> _GIVEN TEXT_
▼▼▼

S-Index Interpretation

S-Index Meaning
1.0 Perfect overlap — no spatial pattern change
0.5 Half the areas show significant change
0.0 Complete spatial difference

The Robust S-Index excludes spatial units where all variables are zero.

SIndex_Bivariate (per spatial unit)

Value Meaning
-1 Base > Test (decline)
0 No significant difference
+1 Test > Base (increase)

Parameters

Parameter Default Description
data GeoDataFrame or DataFrame with count data
group_col "group" Column identifying spatial units
count_col Column name(s) with counts. Pass ["base", "test"] for bivariate
B 200 Number of bootstrap samples
seed None Random seed for reproducibility
conf_level 0.95 Confidence level for intervals
check_overlap False Compute overlap + S-Index statistics
fix_base False Skip bootstrapping the base (first) variable
use_percentages True Compare spatial distributions (%) vs. raw counts
create_maps True Generate choropleth map for bivariate case
export_maps False Save map to disk
export_dir None Directory for map export
map_dpi 300 Resolution for exported maps
export_results False Save results to disk
export_format "shp" Format: "shp", "gpkg", "csv", "txt", "pickle"

▲▲▲

Point placement records
▼▼▼

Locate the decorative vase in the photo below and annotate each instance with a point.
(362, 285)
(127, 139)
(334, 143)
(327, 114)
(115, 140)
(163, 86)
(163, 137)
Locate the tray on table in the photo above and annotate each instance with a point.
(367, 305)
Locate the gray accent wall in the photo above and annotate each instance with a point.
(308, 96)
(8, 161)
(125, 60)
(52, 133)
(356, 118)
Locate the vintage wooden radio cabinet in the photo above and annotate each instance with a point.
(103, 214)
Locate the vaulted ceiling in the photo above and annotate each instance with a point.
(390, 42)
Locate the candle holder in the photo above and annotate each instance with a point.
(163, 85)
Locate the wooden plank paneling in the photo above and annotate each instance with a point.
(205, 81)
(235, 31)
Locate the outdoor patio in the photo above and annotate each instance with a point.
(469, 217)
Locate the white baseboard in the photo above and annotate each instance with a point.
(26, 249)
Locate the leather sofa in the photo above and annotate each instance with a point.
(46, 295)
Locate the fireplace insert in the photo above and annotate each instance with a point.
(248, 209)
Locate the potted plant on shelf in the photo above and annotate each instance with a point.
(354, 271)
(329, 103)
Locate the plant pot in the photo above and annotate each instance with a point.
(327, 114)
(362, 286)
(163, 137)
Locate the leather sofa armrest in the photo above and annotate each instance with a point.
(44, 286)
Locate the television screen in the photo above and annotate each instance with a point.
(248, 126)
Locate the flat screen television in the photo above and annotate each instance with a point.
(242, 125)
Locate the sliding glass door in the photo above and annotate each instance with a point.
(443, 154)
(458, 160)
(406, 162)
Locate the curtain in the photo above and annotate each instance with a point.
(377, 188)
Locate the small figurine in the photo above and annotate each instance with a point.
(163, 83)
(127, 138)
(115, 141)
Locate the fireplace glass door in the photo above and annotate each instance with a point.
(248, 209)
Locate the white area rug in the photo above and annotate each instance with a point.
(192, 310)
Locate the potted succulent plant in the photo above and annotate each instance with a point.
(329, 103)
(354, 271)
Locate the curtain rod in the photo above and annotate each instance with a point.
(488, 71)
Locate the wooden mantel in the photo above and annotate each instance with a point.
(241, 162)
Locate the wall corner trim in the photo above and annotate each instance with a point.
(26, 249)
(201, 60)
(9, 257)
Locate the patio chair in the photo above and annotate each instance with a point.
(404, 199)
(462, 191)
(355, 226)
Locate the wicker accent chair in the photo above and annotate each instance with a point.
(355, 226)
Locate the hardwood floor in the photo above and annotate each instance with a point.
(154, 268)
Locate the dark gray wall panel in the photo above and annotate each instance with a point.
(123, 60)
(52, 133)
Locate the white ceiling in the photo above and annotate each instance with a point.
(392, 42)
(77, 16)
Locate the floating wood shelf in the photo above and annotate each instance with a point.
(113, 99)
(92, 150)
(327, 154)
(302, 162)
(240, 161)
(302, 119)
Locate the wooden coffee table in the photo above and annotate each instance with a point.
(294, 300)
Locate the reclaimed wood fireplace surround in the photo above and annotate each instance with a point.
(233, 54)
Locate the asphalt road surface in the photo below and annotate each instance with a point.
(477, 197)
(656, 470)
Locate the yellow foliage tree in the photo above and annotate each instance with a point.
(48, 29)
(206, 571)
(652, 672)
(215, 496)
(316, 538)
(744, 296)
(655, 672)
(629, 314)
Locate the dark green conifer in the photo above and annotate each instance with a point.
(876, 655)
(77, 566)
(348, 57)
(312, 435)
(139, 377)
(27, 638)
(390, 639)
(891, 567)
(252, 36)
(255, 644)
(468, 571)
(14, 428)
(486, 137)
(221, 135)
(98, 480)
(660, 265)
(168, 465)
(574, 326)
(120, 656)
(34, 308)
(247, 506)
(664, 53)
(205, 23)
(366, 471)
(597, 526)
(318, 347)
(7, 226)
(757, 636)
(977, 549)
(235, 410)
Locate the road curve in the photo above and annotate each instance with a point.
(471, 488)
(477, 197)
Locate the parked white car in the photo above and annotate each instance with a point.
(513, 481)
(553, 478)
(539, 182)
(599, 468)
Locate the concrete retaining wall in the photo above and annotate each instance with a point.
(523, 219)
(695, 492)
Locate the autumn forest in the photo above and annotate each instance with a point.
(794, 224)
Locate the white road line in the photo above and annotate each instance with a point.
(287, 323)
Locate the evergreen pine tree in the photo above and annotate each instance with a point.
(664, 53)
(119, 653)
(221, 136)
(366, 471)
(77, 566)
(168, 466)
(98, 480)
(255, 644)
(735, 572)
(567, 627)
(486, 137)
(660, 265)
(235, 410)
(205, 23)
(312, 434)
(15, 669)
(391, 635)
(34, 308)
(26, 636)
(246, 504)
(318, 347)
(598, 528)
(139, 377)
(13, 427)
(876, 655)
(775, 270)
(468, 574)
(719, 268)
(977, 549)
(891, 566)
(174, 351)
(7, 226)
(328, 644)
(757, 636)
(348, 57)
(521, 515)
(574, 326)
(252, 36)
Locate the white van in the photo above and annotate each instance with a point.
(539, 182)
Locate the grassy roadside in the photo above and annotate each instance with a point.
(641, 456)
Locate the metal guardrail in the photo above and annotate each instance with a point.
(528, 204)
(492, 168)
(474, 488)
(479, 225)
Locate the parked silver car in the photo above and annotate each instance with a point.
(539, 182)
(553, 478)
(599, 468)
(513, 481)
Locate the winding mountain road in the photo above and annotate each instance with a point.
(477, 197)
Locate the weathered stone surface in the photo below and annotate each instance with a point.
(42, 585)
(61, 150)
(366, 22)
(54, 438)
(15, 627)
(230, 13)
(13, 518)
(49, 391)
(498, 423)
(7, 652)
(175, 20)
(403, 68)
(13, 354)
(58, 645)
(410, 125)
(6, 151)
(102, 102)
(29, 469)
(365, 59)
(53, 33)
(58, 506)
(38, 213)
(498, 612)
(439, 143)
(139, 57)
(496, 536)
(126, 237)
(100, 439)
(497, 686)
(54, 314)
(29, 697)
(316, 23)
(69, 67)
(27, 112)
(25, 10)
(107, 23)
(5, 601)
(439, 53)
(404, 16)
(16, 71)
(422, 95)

▲▲▲

> _COMPLETE THE FOLLOWING_
1. Update the S-Index documentation starting with "S-Index Meaning" and going on through "(per spatial unit)", replacing "Perfect" with "Full".
2. According to the S-Index documentation, which spatial units does the Robust S-Index exclude?

> _COMPLETED EXERCISE_
1.
S-Index Meaning
1.0 Full overlap — no spatial pattern change
0.5 Half the areas show significant change
0.0 Complete spatial difference

The Robust S-Index excludes spatial units where all variables are zero.

SIndex_Bivariate (per spatial unit)

2. It excludes spatial units where all variables are zero.